Gear Change Problems?

With use it is normal for gear change cables to stretch. This is particularly so with new bikes, or after fitting a new cable.  Cable stretch adversely affects gear changing, making changes noisy, slow and baulky.  All too often the problem is made worse by ham fisted and incorrect adjustment of the gear cable.  This can take two forms.  One is to adjust the cable the wrong way, i.e. lengthen the cable instead of shorten. Or over correction by shortening too much.  So here is the lowdown on how to fine tune the rear derailleur cable length so that you can whizz thru the gears, just like when your bike was new!

 Roll Out The Barrel ( or is it roll in?)

== == ==

> Exercise brief:
Could you carry on the gear-change guide from the point where it ends, under its last heading?

> Given information:
== == ==

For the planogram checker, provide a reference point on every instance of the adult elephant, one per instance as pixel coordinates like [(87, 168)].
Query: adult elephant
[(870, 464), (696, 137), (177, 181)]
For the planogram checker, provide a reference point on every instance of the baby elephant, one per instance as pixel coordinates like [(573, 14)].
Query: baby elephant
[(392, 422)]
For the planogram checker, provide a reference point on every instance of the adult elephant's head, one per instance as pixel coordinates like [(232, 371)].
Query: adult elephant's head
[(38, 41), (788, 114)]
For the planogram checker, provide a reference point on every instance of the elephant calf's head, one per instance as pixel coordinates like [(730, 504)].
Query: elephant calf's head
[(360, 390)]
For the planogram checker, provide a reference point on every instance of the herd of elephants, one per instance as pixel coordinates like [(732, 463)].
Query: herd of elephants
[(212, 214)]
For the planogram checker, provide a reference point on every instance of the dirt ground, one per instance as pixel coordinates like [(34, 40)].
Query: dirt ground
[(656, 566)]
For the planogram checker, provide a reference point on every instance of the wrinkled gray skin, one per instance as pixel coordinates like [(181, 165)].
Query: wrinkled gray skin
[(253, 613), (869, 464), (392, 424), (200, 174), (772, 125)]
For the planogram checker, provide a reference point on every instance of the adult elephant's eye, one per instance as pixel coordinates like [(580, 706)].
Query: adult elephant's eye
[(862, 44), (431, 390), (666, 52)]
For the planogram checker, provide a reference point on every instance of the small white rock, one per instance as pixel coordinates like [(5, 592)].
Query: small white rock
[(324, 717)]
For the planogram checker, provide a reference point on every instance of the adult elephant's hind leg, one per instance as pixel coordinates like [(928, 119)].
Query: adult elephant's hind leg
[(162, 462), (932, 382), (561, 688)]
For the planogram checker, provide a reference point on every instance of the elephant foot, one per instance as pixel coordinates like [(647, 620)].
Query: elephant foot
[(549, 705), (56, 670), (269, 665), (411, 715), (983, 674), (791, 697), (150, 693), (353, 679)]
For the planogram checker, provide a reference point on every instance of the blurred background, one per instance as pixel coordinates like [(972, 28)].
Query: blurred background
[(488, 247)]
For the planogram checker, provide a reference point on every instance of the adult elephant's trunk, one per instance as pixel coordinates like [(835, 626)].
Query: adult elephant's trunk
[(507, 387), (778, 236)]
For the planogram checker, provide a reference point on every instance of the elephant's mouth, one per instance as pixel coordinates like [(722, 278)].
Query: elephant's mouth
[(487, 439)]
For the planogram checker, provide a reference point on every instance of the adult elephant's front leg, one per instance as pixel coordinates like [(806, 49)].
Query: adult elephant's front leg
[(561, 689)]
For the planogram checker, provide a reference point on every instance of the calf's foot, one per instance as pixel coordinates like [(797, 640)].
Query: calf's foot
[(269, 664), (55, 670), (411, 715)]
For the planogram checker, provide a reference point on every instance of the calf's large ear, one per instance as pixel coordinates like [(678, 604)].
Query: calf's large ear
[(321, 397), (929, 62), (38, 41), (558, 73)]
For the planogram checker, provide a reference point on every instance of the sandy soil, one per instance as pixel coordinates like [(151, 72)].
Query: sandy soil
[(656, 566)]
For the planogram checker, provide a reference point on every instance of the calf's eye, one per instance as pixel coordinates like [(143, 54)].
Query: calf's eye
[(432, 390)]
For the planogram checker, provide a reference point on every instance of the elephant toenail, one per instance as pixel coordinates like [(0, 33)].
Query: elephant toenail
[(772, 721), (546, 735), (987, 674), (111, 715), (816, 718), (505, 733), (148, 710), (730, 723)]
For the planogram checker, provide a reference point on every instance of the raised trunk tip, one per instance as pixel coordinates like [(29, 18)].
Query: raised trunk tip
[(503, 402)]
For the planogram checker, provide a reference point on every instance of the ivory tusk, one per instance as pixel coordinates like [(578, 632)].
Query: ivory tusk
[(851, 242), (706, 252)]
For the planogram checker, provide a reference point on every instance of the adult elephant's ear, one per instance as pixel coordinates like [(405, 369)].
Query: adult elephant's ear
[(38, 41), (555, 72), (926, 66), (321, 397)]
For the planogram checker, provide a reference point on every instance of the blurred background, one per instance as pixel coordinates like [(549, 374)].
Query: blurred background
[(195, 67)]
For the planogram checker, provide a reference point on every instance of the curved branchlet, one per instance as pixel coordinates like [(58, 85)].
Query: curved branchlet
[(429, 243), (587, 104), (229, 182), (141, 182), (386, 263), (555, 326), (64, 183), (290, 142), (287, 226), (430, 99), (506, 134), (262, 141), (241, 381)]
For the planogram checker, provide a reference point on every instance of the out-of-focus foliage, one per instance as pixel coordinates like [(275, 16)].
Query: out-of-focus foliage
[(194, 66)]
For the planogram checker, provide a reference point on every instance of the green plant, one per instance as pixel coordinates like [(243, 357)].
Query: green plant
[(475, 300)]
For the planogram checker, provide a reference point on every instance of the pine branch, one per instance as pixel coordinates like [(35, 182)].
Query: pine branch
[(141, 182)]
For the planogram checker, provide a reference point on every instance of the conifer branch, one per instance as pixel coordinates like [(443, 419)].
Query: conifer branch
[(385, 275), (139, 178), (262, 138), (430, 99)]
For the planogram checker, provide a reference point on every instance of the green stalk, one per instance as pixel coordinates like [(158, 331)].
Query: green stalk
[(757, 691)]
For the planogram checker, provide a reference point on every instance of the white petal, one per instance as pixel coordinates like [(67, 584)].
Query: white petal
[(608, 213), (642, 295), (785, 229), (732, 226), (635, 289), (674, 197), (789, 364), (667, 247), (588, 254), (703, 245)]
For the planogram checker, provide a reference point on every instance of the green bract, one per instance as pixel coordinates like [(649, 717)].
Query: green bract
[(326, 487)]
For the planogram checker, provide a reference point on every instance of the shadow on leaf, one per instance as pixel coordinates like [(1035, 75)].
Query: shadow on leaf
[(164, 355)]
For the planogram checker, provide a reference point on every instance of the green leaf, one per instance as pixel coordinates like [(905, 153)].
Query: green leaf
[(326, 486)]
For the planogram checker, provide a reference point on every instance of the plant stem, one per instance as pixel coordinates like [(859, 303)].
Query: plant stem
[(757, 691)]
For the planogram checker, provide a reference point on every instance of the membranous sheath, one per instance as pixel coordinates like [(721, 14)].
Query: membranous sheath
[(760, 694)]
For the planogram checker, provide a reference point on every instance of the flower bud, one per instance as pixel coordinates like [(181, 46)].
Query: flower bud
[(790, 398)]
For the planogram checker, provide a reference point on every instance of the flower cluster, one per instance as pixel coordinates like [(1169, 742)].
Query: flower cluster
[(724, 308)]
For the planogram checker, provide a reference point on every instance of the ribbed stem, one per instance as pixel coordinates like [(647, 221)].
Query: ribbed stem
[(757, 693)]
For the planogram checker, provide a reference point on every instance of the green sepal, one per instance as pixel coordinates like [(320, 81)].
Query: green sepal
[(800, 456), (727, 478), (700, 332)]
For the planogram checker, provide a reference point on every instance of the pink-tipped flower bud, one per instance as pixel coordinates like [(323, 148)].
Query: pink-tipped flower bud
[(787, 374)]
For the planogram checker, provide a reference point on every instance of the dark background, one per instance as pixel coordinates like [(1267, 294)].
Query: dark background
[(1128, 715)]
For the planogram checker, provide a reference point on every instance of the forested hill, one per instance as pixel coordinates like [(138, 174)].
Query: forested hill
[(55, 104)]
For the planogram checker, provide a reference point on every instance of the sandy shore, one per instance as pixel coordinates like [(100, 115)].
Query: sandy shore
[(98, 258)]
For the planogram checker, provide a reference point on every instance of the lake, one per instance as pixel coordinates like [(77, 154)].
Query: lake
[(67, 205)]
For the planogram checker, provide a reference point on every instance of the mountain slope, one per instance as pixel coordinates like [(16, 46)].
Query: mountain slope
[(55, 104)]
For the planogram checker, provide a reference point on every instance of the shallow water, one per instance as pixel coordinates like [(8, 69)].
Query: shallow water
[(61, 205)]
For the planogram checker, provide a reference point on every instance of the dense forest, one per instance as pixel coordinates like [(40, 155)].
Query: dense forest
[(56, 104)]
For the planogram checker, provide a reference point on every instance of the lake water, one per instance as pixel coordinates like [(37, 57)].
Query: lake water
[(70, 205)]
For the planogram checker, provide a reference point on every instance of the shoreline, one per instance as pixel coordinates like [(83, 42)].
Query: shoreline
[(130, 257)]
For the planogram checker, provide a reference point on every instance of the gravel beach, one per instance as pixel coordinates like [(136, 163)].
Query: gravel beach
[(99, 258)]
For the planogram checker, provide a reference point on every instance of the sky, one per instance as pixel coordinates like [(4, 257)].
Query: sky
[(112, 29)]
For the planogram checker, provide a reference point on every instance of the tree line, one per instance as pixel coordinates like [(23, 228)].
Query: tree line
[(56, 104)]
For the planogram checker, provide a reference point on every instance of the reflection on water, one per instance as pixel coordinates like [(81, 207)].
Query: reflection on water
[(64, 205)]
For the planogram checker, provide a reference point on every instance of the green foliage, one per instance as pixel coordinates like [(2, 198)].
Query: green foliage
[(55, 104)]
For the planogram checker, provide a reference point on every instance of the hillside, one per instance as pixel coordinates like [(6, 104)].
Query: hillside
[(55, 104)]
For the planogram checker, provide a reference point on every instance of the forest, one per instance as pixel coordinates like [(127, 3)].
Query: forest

== == ==

> Result for this exercise:
For quick and smooth gear changes the gear cable requires the correct amount of tensioning. This is dependent on fine tuning of the cable length via its adjuster.  Adjusting the cable length is a simple matter of turning the adjustment barrel  by the correct amount and in the correct direction.  The photo below shows a Shimano rear derailleur with the adjustment barrel marked. Note that the Shimano barrel is spring loaded and notched where it sits against the main housing. To turn, pull the (black) barrel away from the main housing, towards the rear of the bike.  The notches allow accurate turning of the barrel in small, quarter turn increments. 

Rear Derailleur
 Before you turn the adjustment barrel, make sure you have diagnosed the shifting issue correctly. In most cases the reason you reach for the adjuster is because the rear derailleur starts hesitating when shifting onto larger cassette cogs (lower (easier) gears). This is caused by the gear cable having stretched a little.
However, once in awhile you might run into the opposite problem: hesitation shifting onto the smaller cogs (higher gears). One thing that can cause this is someone overtightening a new shift cable during installation (or incorrect subsequent adjustment). Too much cable tension can be as bad as too little.

Wait, don’t turn it yet!
 There are two more crucial things to get straight.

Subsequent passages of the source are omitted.